• [Prompt]
Only the number is wanted: state how many lines of the data below contain the word "smoke".

[Opening The data section]

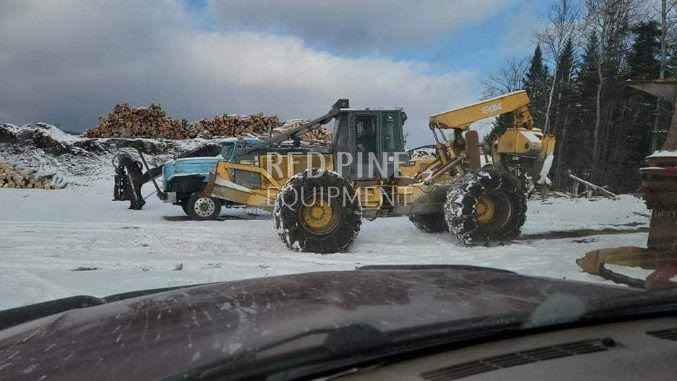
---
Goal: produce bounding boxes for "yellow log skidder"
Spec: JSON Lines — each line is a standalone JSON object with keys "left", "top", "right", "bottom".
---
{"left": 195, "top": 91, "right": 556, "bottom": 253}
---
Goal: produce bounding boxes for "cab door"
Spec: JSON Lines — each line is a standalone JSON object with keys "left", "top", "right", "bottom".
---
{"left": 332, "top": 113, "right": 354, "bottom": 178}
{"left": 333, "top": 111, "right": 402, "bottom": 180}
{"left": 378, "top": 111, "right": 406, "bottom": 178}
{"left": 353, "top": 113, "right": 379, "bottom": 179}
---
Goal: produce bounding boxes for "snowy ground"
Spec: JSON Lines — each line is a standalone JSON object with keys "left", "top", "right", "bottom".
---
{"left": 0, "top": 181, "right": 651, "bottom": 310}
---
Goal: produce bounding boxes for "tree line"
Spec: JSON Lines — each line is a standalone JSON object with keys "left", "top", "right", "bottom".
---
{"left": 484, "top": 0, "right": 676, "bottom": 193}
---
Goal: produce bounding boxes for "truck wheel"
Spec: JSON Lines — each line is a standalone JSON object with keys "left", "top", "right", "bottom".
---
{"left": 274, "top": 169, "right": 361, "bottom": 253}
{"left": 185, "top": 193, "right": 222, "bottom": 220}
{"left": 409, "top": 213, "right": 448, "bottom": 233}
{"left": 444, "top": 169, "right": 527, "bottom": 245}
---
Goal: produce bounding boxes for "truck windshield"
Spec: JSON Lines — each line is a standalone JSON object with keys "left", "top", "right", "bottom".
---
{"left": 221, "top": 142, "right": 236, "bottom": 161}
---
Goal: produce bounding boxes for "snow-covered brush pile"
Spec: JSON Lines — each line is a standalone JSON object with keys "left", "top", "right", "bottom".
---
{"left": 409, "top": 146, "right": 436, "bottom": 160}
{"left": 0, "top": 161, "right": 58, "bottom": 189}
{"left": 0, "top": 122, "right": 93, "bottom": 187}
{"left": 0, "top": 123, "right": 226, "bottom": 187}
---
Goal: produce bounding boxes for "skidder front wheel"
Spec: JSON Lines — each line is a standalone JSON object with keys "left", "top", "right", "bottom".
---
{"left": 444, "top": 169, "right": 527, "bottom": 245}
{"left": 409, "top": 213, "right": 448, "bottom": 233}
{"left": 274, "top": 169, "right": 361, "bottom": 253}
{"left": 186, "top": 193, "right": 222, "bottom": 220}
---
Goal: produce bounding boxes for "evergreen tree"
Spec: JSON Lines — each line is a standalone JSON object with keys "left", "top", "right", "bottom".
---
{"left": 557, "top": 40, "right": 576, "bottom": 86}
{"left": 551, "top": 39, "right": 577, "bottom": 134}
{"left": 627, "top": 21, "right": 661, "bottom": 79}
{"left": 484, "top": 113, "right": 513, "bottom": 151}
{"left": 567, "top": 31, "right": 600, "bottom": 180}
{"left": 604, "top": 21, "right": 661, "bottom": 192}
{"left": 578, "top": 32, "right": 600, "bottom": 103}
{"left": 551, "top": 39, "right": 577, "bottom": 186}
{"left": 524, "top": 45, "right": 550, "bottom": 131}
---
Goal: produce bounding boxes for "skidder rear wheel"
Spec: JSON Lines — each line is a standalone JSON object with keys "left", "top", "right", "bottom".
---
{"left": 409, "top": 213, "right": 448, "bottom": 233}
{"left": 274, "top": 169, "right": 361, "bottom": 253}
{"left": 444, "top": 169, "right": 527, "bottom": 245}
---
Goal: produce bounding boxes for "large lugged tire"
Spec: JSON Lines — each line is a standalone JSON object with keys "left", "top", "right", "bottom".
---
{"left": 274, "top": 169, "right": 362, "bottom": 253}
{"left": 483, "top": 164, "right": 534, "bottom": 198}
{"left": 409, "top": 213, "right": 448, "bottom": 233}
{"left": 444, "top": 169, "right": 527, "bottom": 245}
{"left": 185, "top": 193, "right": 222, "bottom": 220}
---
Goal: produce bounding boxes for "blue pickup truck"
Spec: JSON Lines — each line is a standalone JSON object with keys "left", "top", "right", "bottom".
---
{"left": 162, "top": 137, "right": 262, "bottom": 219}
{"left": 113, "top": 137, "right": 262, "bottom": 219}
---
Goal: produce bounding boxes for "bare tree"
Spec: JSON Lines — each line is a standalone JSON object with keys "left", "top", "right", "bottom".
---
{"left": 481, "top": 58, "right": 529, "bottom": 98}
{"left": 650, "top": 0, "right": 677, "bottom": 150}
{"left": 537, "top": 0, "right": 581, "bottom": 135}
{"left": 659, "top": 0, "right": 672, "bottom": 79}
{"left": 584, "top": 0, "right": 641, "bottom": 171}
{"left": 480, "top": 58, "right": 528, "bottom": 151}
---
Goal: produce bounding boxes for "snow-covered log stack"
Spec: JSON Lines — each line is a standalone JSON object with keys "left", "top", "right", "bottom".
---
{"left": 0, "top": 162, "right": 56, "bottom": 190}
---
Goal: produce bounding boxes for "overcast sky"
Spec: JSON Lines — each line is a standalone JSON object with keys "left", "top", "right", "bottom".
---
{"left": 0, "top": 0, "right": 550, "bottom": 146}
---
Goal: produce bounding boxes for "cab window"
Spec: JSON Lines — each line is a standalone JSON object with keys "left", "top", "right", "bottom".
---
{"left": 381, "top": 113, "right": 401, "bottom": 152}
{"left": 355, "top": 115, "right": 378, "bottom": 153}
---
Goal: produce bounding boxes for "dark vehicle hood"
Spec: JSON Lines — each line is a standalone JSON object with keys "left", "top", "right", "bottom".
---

[Closing The data section]
[Opening The data section]

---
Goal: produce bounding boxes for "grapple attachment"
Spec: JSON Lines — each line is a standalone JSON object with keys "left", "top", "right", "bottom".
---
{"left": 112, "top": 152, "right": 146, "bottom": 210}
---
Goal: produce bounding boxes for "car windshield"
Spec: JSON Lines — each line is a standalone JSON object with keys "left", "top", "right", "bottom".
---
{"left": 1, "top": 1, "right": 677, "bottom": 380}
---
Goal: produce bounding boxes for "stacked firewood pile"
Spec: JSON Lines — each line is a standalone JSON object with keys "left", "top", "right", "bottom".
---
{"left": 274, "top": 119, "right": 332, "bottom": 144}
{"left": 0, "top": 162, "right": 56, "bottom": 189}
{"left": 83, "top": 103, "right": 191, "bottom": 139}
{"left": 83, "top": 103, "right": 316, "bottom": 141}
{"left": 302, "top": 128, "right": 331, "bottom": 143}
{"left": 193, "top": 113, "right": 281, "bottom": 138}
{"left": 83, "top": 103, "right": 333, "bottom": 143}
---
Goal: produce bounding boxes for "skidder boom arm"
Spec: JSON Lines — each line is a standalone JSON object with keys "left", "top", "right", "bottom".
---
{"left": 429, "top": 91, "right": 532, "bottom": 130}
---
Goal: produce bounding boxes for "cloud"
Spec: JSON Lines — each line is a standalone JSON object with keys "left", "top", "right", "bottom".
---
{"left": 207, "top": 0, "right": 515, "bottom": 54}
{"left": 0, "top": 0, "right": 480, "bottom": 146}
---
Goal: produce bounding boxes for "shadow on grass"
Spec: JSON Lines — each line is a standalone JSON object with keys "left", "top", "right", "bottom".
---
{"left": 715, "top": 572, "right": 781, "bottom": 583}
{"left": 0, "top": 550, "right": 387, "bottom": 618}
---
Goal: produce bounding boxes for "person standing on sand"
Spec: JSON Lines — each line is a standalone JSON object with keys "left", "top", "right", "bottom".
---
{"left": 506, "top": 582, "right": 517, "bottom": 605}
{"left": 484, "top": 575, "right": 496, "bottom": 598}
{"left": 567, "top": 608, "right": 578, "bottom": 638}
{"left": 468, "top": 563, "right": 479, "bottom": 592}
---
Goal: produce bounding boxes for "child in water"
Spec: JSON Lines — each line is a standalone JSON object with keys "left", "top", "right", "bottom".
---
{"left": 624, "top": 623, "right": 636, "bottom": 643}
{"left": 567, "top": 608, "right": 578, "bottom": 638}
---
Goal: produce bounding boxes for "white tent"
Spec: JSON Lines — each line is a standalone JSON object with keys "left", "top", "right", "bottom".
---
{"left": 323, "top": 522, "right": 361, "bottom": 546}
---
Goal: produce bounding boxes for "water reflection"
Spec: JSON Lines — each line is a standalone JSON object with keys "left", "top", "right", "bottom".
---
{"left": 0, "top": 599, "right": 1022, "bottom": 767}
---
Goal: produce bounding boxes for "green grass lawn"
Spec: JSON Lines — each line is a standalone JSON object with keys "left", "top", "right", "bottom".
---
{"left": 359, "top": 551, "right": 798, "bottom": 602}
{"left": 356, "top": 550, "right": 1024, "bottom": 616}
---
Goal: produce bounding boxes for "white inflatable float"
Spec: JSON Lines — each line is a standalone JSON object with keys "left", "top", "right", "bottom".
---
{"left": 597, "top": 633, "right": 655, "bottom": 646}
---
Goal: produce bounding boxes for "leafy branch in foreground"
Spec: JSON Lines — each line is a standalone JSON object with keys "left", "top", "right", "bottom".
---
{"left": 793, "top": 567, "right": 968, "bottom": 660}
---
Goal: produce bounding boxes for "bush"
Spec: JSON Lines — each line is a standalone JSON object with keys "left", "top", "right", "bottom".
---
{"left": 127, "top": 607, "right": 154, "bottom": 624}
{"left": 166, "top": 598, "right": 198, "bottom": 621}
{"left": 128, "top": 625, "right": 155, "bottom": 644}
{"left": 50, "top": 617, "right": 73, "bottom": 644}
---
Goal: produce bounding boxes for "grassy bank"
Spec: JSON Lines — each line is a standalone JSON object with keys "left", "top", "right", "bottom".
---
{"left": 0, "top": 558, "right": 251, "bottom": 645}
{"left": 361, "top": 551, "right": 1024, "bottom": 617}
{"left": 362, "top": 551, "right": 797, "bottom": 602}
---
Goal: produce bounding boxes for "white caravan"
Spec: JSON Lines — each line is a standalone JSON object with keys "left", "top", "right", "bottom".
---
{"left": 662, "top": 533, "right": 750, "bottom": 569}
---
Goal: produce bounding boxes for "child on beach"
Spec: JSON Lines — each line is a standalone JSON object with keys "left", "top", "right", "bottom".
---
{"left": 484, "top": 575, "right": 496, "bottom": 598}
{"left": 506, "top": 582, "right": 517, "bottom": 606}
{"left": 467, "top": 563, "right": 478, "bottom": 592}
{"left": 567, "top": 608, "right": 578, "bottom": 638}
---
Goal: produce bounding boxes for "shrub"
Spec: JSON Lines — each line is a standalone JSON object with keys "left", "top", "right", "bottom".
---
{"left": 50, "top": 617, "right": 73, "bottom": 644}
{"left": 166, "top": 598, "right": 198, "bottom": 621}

[Closing The data section]
[Opening The data section]

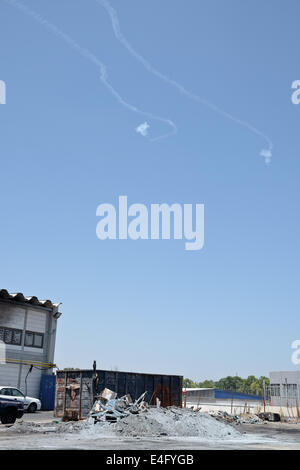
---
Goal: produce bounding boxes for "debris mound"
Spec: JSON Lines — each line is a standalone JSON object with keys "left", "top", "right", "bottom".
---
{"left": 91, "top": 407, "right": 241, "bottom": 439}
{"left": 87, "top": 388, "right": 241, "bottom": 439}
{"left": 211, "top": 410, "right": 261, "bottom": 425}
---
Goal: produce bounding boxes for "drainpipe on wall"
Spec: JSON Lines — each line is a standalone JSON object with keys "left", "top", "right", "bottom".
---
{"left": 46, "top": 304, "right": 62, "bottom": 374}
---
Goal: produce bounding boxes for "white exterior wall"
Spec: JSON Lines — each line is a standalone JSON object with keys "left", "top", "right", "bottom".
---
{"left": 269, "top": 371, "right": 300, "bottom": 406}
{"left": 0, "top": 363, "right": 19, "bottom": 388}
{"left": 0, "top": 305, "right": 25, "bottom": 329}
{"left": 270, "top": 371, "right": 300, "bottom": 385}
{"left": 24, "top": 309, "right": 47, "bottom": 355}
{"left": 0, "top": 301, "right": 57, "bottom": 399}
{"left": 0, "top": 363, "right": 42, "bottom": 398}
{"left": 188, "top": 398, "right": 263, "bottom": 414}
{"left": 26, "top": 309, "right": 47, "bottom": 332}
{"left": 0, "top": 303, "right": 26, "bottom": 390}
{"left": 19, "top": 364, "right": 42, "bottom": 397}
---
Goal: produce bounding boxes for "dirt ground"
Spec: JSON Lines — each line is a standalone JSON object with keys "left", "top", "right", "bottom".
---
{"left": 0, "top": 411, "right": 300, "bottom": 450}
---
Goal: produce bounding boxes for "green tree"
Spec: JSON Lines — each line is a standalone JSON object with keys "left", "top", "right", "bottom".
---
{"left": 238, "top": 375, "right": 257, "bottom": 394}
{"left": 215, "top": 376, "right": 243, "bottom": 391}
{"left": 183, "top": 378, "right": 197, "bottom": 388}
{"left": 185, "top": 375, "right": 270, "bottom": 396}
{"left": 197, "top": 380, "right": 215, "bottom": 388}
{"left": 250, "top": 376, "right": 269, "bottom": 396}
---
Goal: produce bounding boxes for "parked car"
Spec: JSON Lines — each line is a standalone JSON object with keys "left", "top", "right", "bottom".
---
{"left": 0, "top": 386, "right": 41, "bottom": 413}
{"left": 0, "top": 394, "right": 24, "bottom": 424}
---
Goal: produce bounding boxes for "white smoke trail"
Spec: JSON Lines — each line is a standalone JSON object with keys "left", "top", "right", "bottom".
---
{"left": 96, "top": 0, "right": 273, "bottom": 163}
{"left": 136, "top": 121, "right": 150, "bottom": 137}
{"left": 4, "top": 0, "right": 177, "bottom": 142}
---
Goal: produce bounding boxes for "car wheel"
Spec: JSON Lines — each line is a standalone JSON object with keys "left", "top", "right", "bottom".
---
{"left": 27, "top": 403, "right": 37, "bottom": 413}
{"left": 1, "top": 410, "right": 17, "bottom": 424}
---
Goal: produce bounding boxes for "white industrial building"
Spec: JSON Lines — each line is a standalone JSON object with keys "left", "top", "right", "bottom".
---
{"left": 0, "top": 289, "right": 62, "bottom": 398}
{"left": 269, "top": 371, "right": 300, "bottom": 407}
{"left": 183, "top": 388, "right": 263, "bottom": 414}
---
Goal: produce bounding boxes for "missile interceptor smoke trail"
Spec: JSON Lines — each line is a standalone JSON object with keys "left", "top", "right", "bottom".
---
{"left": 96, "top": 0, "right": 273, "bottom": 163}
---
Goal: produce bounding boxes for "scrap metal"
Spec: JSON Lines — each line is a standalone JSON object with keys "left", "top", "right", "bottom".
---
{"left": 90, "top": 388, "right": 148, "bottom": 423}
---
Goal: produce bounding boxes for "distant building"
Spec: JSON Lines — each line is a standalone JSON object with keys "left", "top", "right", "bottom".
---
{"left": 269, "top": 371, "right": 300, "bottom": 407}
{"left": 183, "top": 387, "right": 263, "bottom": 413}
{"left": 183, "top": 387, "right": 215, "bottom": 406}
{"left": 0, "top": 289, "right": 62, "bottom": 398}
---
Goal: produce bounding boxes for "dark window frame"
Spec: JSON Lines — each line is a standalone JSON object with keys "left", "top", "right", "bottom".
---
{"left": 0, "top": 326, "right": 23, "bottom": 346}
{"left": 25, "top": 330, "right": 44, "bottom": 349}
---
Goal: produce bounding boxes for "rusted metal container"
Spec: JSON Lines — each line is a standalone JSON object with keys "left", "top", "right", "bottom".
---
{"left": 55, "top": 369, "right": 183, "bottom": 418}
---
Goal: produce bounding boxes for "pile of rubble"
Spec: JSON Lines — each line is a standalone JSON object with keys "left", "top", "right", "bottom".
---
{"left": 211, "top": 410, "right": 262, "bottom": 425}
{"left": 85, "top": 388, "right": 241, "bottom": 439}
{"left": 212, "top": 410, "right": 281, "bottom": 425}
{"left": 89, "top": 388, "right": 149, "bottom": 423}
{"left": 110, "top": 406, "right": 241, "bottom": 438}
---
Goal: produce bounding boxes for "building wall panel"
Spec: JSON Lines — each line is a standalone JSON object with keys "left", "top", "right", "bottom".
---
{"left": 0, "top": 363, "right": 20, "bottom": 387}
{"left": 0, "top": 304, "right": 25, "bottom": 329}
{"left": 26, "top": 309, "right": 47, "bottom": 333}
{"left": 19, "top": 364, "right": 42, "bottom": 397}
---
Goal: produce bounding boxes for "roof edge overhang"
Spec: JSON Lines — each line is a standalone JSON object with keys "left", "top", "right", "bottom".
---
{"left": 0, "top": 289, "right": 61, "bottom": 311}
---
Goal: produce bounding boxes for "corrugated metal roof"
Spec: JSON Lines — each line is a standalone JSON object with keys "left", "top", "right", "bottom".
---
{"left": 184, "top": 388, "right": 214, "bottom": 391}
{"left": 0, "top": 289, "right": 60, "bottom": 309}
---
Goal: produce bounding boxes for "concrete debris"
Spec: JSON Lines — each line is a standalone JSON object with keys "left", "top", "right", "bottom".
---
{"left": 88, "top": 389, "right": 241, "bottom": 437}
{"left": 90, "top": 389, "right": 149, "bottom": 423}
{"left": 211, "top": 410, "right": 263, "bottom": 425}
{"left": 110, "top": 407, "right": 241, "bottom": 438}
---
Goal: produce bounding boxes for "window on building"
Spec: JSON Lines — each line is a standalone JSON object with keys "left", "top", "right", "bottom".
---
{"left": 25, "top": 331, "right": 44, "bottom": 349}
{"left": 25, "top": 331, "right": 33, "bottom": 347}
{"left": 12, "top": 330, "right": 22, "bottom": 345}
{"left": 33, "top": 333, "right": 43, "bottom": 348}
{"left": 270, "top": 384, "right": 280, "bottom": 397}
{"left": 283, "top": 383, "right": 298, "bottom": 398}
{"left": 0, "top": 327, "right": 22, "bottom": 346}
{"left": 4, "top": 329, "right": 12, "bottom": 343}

[Closing The data section]

• [Expected output]
2